TASK BRIEF.
Locate the line that contains "Mark every instance of the pink". Print it and each following line through the end of the listing, verbatim, and nothing more.

--- Begin ---

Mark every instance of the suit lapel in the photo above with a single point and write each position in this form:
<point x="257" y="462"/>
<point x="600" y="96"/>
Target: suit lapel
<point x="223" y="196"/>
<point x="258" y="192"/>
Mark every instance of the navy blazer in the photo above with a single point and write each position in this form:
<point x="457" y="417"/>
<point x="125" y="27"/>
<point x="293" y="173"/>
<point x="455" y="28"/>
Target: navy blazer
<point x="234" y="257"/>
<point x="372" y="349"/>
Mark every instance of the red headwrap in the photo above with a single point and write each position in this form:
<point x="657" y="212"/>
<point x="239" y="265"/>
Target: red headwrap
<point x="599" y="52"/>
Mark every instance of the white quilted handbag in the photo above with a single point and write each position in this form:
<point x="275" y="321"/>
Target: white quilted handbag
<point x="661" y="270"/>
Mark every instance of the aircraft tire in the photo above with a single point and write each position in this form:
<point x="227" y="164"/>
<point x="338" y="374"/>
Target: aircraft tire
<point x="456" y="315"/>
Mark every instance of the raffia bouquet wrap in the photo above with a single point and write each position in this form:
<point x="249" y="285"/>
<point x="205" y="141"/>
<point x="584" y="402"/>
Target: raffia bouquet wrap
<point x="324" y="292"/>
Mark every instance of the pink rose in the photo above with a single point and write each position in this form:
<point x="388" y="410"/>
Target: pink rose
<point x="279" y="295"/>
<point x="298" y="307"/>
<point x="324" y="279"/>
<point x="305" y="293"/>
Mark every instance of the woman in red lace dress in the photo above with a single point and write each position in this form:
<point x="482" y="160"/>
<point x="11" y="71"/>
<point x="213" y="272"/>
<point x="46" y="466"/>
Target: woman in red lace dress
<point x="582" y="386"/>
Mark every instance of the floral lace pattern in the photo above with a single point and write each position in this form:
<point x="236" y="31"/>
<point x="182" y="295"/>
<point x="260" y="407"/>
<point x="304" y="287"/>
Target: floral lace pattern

--- End ---

EXERCISE RESPONSE.
Mark every instance of the pink rose in the photo above with a single point and write each position in this form:
<point x="388" y="410"/>
Target: pink rose
<point x="279" y="295"/>
<point x="298" y="307"/>
<point x="324" y="279"/>
<point x="305" y="293"/>
Mark every instance of the woman in red lace dress in the photo above with a single point and write each position in this form:
<point x="482" y="160"/>
<point x="11" y="71"/>
<point x="213" y="272"/>
<point x="46" y="466"/>
Target: woman in red lace dress
<point x="582" y="386"/>
Mark every instance of the floral lace pattern in the photo above with a single point and write each position in this form:
<point x="236" y="31"/>
<point x="182" y="295"/>
<point x="260" y="407"/>
<point x="304" y="287"/>
Target: floral lace pattern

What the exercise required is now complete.